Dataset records
# # # # #
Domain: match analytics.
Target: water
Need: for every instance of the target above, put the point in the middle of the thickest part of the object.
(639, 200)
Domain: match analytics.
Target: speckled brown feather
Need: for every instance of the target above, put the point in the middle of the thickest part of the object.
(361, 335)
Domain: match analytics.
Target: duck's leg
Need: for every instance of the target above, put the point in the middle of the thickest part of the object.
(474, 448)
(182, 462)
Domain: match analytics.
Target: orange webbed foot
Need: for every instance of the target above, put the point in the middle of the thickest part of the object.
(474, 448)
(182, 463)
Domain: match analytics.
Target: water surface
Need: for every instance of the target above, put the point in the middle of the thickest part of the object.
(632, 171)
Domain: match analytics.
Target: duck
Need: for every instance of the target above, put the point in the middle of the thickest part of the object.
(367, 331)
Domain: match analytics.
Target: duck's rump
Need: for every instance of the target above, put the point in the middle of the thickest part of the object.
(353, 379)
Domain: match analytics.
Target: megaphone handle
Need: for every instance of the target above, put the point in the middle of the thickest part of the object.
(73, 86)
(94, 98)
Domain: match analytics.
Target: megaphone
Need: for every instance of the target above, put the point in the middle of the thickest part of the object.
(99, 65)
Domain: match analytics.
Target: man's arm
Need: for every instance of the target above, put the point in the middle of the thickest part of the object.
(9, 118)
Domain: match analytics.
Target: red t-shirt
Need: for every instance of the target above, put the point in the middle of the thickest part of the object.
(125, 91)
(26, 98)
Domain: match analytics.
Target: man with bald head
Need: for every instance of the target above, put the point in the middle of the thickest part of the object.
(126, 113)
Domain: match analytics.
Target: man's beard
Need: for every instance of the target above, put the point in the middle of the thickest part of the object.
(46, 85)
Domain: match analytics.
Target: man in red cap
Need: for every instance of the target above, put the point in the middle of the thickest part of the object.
# # # # #
* [PROBLEM DESCRIPTION] Repeat every line of the data precisely.

* [TASK RESPONSE]
Domain: match analytics.
Target: water
Need: for every instance of the target above, put the point in the middle of the thickest part of the object.
(639, 200)
Domain: match analytics.
Target: speckled brown feather
Need: for every instance of the target above, put the point in the middle of the thickest part of the object.
(361, 335)
Domain: match analytics.
Target: duck's leg
Need: for every instance of the target above, put the point in the middle of the thickest part of the object.
(474, 448)
(182, 462)
Domain: match analytics.
Target: orange webbed foot
Need: for every instance of the target above, put the point in the middle of the thickest part of the object.
(474, 448)
(182, 463)
Domain: match analytics.
Target: water surface
Need: for every instance of the target above, put the point in the middle of the thickest part of the object.
(632, 171)
Domain: match analytics.
Target: duck
Need: for every instance of the target above, put the point in the middle of the thickest part of the object.
(367, 331)
Domain: match analytics.
Target: duck's rump
Need: for every instance of the target above, put the point in the middle of the thickest part of the object.
(353, 379)
Domain: match analytics.
Target: megaphone handle
Need: for every instance of the target above, put the point in the middle of the thickest part of the object.
(73, 86)
(94, 98)
Domain: match analytics.
Target: megaphone
Need: for every instance of the target above, put the point in the middle of the thickest part of the object.
(99, 65)
Domain: match analytics.
Target: man's arm
Need: for every instance of the target above, put the point in the middle of the thickest part of the object.
(9, 118)
Domain: match analytics.
Target: red t-shirt
Need: for every instance of the target above, put the point in the middle of the thickest part of the object.
(125, 91)
(26, 98)
Domain: match analytics.
Target: man with bald head
Need: for every instance of the target above, put the point in the middle of the thickest part of the object.
(126, 113)
Domain: match analytics.
Target: man's beard
Need: for every instance of the target above, put the point in the middle of the thickest part of the object.
(46, 85)
Domain: match analytics.
Target: man in red cap
Need: for every instance of the target above, put the point in the middle of the thickest part of the object.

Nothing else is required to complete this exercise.